**The problem:**
Retype exactly every line from the one that includes "307), using the photo above." through the final line of the listing, both ends kept, and omit the pictures.
-- Opening Marker --
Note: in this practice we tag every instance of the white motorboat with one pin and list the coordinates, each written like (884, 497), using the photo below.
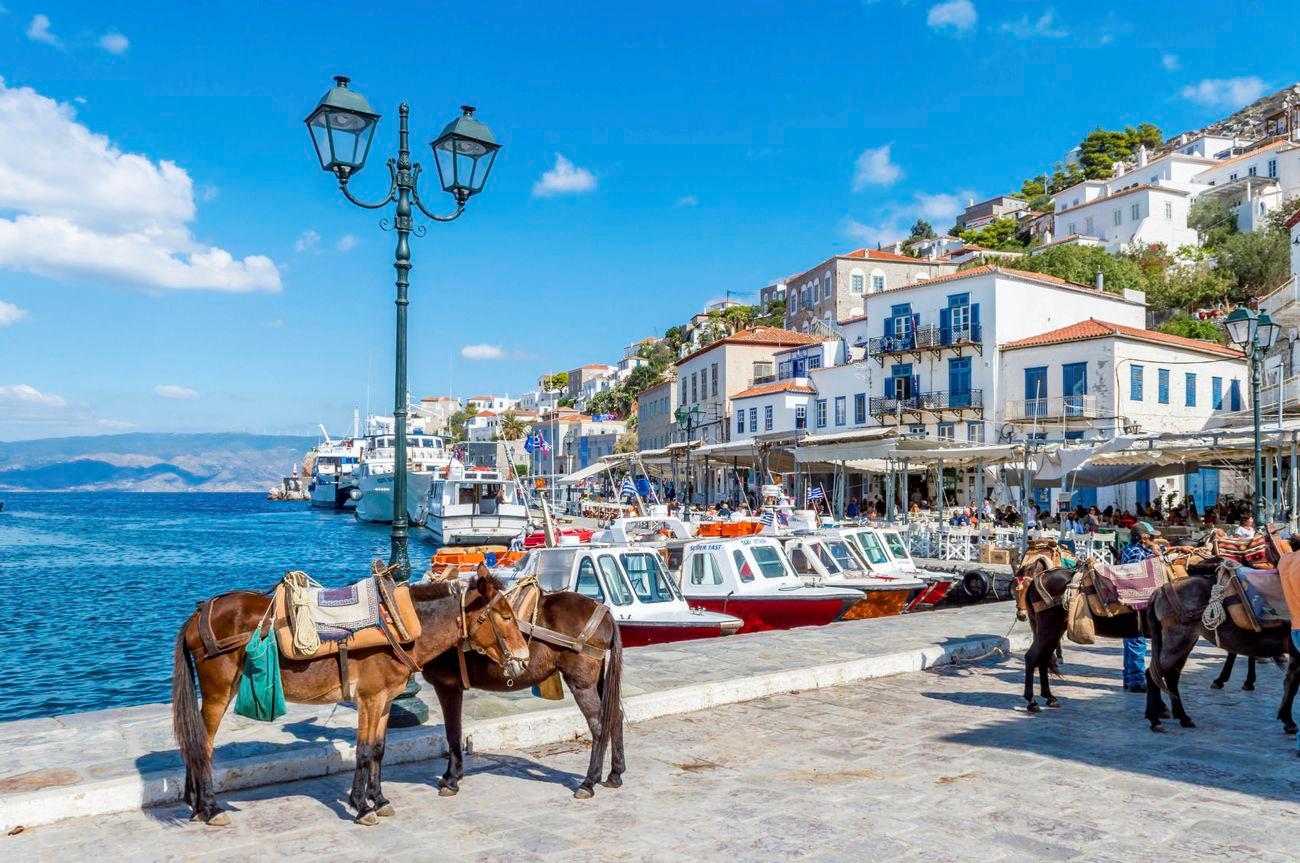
(473, 506)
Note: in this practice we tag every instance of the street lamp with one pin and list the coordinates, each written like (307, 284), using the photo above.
(688, 420)
(1255, 333)
(342, 128)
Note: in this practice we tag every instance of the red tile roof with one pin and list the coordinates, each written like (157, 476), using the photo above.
(780, 386)
(1095, 329)
(772, 335)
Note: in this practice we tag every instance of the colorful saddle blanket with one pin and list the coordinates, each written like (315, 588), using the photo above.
(1130, 584)
(1265, 595)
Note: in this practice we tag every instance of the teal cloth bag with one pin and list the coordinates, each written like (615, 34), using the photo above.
(261, 694)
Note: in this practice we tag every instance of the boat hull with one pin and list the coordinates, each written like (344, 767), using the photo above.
(761, 614)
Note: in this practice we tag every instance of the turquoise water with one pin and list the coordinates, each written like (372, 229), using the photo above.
(95, 586)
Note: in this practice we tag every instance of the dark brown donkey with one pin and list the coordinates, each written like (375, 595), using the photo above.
(571, 634)
(1175, 620)
(449, 614)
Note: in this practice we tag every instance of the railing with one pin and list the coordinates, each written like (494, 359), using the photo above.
(928, 402)
(1052, 408)
(926, 338)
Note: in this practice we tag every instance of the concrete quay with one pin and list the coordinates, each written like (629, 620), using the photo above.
(98, 763)
(936, 767)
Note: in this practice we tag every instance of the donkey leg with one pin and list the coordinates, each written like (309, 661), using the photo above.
(451, 699)
(589, 702)
(1226, 673)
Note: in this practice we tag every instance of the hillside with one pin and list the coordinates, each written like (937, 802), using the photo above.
(143, 462)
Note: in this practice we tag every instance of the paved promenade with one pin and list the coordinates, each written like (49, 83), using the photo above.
(924, 768)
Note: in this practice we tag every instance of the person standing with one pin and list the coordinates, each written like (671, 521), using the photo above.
(1140, 547)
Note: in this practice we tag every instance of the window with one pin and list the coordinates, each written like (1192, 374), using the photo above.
(588, 584)
(742, 568)
(703, 571)
(619, 593)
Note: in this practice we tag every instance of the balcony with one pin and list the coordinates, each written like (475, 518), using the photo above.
(931, 337)
(1052, 408)
(960, 402)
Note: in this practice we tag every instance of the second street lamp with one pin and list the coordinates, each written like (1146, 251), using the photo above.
(342, 128)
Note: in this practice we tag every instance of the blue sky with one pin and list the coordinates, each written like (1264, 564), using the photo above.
(194, 269)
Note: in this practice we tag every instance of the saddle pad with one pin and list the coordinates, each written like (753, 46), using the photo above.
(1264, 592)
(1130, 584)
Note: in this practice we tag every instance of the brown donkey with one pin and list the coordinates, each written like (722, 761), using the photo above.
(450, 614)
(571, 634)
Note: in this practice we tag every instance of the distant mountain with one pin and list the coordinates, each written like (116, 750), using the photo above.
(144, 462)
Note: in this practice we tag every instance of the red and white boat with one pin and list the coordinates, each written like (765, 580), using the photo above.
(750, 577)
(633, 582)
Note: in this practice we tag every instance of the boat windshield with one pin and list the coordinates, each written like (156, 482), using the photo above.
(768, 560)
(896, 545)
(646, 575)
(841, 553)
(870, 545)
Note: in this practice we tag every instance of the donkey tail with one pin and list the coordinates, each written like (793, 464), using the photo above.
(191, 736)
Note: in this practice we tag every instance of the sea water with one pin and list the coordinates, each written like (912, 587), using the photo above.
(95, 586)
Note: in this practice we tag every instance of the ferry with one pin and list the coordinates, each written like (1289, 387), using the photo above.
(472, 507)
(633, 584)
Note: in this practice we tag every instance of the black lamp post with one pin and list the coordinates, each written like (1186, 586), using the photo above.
(342, 128)
(1255, 333)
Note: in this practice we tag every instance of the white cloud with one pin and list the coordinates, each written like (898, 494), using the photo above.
(874, 168)
(87, 211)
(39, 30)
(11, 313)
(566, 178)
(958, 16)
(308, 242)
(1225, 92)
(115, 43)
(174, 391)
(21, 394)
(1045, 27)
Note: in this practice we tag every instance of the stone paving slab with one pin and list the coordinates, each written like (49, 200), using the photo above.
(118, 759)
(934, 767)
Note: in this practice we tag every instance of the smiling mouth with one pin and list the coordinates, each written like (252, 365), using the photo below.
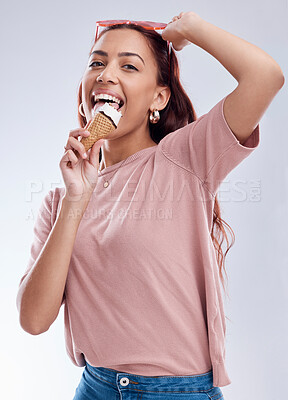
(101, 102)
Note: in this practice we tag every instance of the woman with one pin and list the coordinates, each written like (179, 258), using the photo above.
(129, 244)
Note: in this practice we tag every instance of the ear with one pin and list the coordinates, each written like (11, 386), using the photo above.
(161, 99)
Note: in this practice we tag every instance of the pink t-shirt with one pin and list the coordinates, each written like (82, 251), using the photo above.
(143, 290)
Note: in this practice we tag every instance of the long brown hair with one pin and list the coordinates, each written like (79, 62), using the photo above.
(178, 112)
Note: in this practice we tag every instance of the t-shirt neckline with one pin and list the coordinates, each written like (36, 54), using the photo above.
(129, 159)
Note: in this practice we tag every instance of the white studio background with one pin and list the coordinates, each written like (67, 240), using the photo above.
(44, 51)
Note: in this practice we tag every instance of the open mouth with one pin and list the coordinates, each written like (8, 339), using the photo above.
(98, 102)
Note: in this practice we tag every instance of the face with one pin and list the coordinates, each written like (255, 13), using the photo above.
(131, 77)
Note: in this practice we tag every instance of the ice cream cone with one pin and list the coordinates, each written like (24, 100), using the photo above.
(101, 125)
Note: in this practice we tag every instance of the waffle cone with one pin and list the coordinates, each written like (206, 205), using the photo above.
(98, 127)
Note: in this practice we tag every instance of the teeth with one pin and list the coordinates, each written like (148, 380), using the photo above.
(106, 97)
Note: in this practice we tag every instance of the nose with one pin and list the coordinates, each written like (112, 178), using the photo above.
(107, 75)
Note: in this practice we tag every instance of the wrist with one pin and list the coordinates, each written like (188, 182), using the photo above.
(192, 27)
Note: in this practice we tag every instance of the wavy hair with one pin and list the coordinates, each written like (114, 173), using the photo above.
(178, 112)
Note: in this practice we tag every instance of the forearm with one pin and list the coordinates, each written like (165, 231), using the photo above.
(242, 59)
(40, 294)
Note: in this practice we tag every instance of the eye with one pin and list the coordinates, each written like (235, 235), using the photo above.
(126, 65)
(94, 62)
(129, 65)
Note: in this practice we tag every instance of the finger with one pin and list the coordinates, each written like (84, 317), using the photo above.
(69, 159)
(79, 132)
(94, 153)
(75, 144)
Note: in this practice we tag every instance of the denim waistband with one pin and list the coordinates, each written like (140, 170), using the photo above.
(186, 383)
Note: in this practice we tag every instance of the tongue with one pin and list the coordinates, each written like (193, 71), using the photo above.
(101, 103)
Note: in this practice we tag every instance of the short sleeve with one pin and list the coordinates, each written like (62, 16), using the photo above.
(42, 229)
(208, 148)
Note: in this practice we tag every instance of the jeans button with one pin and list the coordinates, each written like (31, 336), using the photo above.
(124, 381)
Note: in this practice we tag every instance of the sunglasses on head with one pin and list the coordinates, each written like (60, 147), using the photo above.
(145, 24)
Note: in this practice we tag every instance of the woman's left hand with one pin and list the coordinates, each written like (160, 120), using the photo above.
(174, 31)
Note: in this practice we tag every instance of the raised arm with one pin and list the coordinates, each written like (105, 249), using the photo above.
(258, 75)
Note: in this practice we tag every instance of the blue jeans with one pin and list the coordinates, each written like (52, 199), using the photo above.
(99, 383)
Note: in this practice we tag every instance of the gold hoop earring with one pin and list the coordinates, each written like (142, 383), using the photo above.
(80, 110)
(154, 117)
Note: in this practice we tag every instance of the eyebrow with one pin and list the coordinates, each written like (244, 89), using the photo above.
(123, 54)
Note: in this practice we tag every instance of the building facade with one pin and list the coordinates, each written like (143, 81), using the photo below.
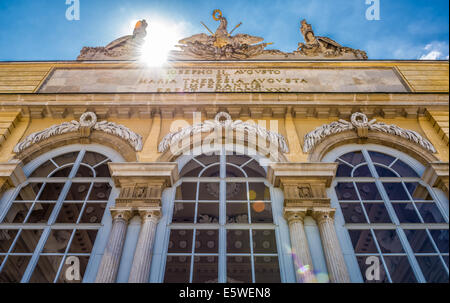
(231, 163)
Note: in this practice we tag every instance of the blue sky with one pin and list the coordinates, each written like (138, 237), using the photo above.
(408, 29)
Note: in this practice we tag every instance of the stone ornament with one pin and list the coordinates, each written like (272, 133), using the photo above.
(87, 123)
(223, 121)
(361, 124)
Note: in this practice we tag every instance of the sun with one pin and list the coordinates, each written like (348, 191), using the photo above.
(160, 40)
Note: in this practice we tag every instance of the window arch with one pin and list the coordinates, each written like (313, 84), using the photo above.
(222, 203)
(386, 211)
(56, 214)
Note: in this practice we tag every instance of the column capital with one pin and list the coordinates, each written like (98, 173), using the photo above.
(124, 213)
(323, 214)
(142, 183)
(437, 175)
(11, 175)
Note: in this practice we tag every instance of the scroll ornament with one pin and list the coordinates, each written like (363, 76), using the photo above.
(361, 124)
(223, 121)
(88, 122)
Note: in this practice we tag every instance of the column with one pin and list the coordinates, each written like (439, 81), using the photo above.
(300, 249)
(109, 265)
(337, 268)
(140, 270)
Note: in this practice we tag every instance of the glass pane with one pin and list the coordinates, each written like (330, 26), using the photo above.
(100, 192)
(377, 213)
(69, 213)
(238, 241)
(384, 172)
(205, 269)
(239, 269)
(208, 213)
(209, 191)
(264, 241)
(362, 171)
(396, 191)
(83, 241)
(353, 213)
(41, 212)
(177, 269)
(404, 170)
(366, 265)
(346, 191)
(237, 213)
(84, 172)
(353, 158)
(46, 269)
(183, 212)
(29, 192)
(236, 191)
(362, 241)
(258, 191)
(381, 158)
(399, 269)
(51, 191)
(180, 241)
(343, 169)
(419, 241)
(93, 213)
(17, 213)
(417, 191)
(186, 191)
(84, 260)
(66, 158)
(57, 241)
(267, 270)
(7, 236)
(78, 192)
(432, 269)
(368, 191)
(440, 237)
(406, 212)
(261, 212)
(14, 269)
(92, 158)
(27, 241)
(388, 241)
(44, 170)
(430, 213)
(206, 241)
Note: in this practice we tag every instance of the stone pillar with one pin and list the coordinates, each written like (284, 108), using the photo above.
(300, 249)
(337, 268)
(140, 270)
(109, 265)
(437, 175)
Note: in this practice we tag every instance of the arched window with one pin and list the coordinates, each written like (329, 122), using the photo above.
(392, 217)
(222, 227)
(54, 215)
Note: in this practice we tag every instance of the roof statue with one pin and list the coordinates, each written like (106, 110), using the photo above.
(124, 48)
(221, 44)
(323, 46)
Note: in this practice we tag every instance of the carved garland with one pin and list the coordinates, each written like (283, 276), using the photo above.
(223, 120)
(88, 122)
(362, 125)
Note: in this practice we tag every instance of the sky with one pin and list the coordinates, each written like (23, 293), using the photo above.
(407, 29)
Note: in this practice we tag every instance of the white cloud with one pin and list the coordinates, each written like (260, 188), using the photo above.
(435, 51)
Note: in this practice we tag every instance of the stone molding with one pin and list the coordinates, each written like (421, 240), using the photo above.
(87, 124)
(361, 124)
(437, 175)
(142, 184)
(11, 175)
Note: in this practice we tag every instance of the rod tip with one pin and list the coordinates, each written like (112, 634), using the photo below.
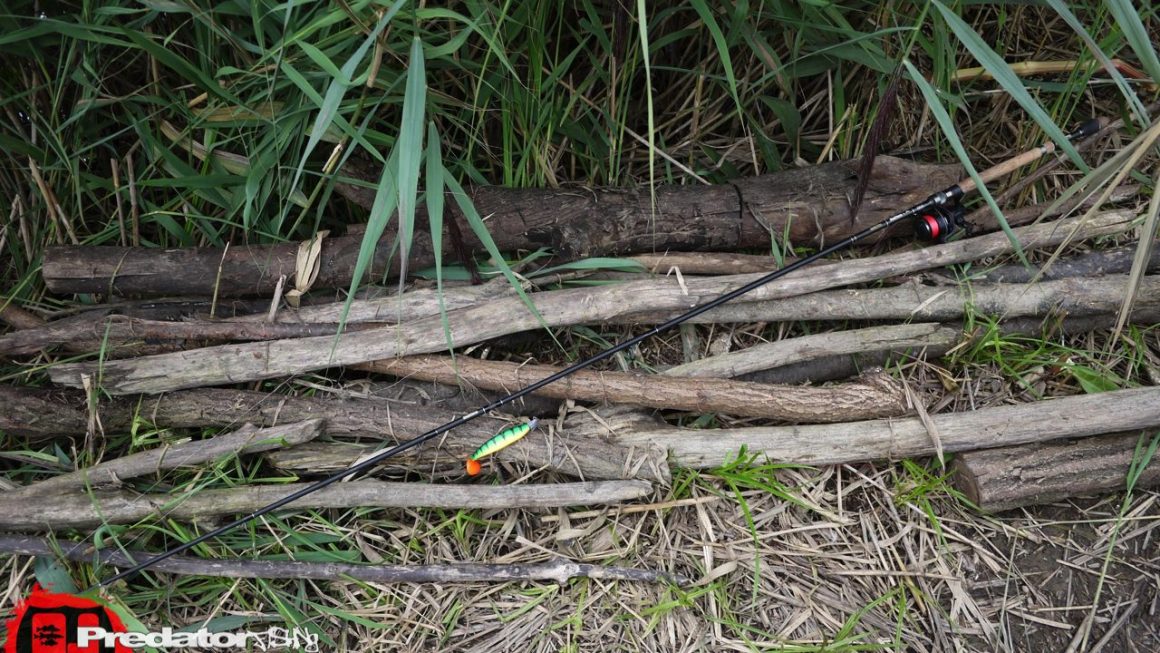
(1088, 129)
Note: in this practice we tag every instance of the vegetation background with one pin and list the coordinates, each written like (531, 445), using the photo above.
(171, 123)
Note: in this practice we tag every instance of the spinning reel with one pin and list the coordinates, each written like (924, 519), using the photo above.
(940, 222)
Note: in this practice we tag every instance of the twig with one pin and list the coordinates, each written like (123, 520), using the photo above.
(871, 398)
(891, 440)
(41, 414)
(558, 571)
(246, 440)
(1012, 477)
(792, 350)
(86, 512)
(281, 357)
(122, 328)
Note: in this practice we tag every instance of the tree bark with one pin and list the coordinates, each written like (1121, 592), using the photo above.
(237, 363)
(872, 397)
(89, 510)
(586, 454)
(573, 223)
(892, 440)
(246, 440)
(558, 571)
(1013, 477)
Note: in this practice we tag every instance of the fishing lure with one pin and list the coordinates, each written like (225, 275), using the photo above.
(501, 440)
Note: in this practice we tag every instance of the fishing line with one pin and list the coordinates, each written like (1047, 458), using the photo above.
(936, 218)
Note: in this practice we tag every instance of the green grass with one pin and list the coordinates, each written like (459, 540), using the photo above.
(172, 124)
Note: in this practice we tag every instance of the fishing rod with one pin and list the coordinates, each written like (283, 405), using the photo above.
(935, 219)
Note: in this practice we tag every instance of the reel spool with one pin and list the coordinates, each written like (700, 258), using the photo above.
(937, 224)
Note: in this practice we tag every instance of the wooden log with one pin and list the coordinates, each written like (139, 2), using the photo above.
(892, 440)
(791, 350)
(1114, 261)
(1043, 472)
(840, 443)
(118, 328)
(558, 571)
(933, 303)
(56, 512)
(875, 396)
(573, 223)
(586, 454)
(237, 363)
(246, 440)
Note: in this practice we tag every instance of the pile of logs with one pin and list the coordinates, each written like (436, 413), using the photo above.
(178, 363)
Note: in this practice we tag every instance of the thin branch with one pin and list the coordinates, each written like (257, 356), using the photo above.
(86, 512)
(558, 571)
(246, 440)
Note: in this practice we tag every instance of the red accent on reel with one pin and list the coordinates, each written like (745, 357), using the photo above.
(932, 226)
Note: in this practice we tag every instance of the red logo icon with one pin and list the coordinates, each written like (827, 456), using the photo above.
(49, 623)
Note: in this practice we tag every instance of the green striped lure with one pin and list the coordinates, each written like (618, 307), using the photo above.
(501, 440)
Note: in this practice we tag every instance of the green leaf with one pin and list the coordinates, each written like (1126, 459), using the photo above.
(1090, 381)
(411, 154)
(480, 230)
(336, 91)
(1125, 89)
(1002, 73)
(1128, 16)
(53, 577)
(948, 129)
(719, 43)
(386, 197)
(435, 201)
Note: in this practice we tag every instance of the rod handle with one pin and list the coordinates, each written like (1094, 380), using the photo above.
(1085, 130)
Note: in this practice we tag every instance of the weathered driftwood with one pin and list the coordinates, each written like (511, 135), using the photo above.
(56, 512)
(942, 303)
(19, 318)
(574, 223)
(840, 443)
(588, 455)
(281, 357)
(791, 350)
(558, 571)
(1114, 261)
(246, 440)
(876, 396)
(118, 328)
(425, 302)
(582, 449)
(1013, 477)
(891, 440)
(831, 368)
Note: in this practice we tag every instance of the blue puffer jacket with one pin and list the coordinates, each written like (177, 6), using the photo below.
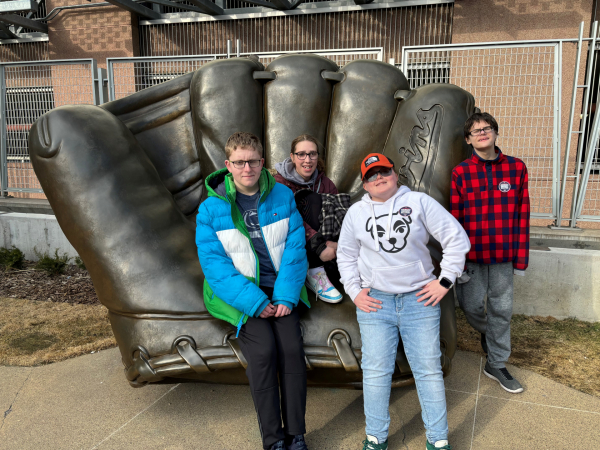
-- Closing Marker --
**Solution:**
Note: in this practice we tag every instance of the green striped lure with one pin and list the coordinates, each written like (618, 307), using the photo above.
(501, 440)
Note: in this practice we tag every instance of the green leaf with one pin and list the coordinates, each written like (1126, 459), using the photo above.
(1090, 381)
(411, 154)
(480, 230)
(336, 91)
(1125, 89)
(1002, 73)
(1128, 16)
(53, 577)
(948, 129)
(719, 43)
(386, 197)
(435, 201)
Note: in this practice we tag every instance of the rod handle with one pin and list the coordinates, each written like (1094, 380), using the photo above.
(1085, 130)
Note: in this practice we tag every instance of the weathered driftwood with one pin and list the coordinates, each written like (511, 135), using the photo above.
(56, 512)
(942, 303)
(19, 318)
(574, 223)
(840, 443)
(588, 455)
(281, 357)
(791, 350)
(558, 571)
(1114, 261)
(246, 440)
(876, 396)
(118, 328)
(425, 302)
(582, 449)
(1013, 477)
(891, 440)
(831, 368)
Note: in this practice we tag every instance of the blue puffer jacket with one pin and list the coordinates, each written like (177, 6), using the photo below.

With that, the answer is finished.